Task to complete → Print exactly the lines from the one containing "Exercise. Mark the person wearing" through the last line of the listing, both included.

::: Available records :::

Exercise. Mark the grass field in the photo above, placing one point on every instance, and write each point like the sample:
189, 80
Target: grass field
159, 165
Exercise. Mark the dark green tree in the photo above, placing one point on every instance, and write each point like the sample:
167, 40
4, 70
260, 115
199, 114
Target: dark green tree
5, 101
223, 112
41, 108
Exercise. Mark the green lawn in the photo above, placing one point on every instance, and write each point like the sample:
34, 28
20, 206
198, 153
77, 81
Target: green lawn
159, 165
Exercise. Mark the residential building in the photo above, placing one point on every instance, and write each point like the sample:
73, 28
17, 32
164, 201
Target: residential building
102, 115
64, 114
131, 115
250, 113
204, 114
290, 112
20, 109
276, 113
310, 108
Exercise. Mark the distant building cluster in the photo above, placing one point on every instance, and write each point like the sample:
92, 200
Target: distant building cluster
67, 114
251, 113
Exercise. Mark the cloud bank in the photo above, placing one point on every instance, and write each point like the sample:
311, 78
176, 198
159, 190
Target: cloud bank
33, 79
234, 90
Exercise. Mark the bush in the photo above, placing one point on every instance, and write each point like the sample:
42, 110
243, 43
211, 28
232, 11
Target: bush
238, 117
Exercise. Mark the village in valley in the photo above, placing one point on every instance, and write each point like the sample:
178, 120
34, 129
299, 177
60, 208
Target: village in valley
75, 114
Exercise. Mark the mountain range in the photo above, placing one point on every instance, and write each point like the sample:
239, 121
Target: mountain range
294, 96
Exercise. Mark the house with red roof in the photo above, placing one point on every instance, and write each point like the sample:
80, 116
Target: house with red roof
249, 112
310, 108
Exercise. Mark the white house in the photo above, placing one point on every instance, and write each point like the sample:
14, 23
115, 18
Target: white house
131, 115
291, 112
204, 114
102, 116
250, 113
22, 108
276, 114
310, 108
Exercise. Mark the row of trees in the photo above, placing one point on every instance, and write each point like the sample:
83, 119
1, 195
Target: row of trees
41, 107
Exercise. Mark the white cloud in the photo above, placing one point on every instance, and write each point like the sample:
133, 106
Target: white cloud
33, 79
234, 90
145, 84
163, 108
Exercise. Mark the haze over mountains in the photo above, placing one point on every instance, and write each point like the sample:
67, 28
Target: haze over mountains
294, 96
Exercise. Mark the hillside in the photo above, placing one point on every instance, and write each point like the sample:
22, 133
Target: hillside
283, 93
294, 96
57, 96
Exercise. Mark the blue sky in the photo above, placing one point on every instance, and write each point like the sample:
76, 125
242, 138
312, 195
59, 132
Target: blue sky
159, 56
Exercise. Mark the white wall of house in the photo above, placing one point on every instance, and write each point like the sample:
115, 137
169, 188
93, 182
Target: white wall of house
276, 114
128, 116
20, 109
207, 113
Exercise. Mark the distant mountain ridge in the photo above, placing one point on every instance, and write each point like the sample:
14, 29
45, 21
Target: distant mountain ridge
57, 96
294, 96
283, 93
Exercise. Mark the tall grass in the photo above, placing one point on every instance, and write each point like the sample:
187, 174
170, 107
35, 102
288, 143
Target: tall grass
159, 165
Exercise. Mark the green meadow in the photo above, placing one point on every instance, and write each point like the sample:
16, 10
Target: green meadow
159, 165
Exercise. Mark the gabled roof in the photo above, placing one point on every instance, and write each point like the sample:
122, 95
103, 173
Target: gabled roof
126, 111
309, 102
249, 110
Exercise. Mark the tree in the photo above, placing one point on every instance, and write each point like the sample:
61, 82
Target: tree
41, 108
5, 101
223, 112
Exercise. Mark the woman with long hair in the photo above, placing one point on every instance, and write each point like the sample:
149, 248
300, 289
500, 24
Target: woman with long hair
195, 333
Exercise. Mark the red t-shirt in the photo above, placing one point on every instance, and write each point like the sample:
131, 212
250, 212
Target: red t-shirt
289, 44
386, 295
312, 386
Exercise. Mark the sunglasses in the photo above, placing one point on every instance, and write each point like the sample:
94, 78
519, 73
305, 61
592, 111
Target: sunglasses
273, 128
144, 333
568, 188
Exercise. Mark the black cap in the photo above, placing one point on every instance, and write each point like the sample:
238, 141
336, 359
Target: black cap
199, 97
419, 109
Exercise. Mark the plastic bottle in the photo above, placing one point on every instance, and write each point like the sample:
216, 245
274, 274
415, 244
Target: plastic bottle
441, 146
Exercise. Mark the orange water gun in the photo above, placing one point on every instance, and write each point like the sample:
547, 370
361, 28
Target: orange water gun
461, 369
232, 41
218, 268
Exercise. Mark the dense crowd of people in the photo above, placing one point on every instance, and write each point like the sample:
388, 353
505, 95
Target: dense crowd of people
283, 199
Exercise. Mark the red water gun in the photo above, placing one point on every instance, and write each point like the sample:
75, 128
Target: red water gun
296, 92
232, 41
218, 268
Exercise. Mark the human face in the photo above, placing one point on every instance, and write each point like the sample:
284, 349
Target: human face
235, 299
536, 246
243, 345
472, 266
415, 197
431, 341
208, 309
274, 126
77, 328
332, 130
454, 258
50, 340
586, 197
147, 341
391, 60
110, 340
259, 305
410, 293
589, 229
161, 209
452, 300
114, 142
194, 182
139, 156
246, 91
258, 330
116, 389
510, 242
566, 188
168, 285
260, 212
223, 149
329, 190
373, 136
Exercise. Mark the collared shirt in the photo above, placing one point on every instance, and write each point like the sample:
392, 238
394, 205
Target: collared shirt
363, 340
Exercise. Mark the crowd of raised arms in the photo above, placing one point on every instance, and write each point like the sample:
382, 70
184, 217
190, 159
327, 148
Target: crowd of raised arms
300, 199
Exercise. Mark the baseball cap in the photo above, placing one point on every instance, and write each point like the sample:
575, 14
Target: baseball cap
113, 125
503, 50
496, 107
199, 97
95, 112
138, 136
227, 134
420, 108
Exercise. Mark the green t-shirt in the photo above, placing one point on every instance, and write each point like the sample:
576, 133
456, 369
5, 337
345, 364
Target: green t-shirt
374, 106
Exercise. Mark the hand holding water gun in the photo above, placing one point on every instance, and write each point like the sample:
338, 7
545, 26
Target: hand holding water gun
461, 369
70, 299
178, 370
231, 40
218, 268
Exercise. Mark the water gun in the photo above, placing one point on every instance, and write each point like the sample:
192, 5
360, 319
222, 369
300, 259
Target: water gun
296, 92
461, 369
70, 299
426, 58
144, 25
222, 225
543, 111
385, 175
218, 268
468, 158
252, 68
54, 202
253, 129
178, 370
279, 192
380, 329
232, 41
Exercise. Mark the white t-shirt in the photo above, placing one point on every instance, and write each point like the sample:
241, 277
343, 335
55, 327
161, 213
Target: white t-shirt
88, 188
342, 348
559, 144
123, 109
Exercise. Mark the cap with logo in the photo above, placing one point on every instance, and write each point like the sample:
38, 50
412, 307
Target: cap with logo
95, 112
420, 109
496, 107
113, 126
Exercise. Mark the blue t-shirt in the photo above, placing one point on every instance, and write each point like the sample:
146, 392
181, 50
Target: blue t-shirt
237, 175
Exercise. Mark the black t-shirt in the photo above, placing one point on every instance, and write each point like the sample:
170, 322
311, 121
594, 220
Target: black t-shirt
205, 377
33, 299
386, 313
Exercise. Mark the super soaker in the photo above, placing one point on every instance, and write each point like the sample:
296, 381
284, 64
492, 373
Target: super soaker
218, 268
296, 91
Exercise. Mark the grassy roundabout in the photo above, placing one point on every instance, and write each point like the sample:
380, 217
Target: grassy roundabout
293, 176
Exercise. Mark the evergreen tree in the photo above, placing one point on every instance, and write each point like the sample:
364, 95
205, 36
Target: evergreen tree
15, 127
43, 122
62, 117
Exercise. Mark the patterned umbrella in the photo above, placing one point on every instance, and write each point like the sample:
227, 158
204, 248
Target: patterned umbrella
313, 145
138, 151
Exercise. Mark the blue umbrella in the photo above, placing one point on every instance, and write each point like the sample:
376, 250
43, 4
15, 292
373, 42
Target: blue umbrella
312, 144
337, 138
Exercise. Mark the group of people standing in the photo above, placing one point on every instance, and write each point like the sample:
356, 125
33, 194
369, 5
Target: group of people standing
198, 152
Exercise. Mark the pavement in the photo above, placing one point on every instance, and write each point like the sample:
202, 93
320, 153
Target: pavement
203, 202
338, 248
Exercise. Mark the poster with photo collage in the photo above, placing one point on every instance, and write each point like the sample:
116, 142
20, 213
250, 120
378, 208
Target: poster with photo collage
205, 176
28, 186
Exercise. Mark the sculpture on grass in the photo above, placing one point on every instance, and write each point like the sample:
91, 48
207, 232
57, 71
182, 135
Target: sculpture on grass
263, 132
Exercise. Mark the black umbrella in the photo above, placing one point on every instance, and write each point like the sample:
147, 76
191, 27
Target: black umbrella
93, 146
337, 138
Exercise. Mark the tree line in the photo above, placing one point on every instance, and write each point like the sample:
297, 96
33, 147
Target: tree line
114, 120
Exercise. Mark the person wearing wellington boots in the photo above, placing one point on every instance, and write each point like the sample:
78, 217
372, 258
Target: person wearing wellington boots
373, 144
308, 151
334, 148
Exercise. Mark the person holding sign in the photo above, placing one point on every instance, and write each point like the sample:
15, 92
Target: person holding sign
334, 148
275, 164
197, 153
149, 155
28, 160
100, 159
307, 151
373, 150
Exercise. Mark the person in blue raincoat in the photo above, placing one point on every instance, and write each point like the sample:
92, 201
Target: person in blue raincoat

:::

Task response →
Exercise. Mark the person wearing wellington boots in the photo above, placing one point on every instance, and write each point like the sample:
78, 217
372, 258
Target: person wearing wellington boots
373, 144
308, 151
334, 148
Exercise. Mark the person holding sign in the photo above, placing one point on every instance, and write each point like the sample:
15, 92
Target: person holding sign
334, 148
275, 164
197, 153
149, 155
28, 160
100, 159
307, 151
373, 150
Exercise. Mark the person in blue raincoat in the photo above, placing one point on every instance, and write each point like the sample:
92, 201
Target: person in blue raincoat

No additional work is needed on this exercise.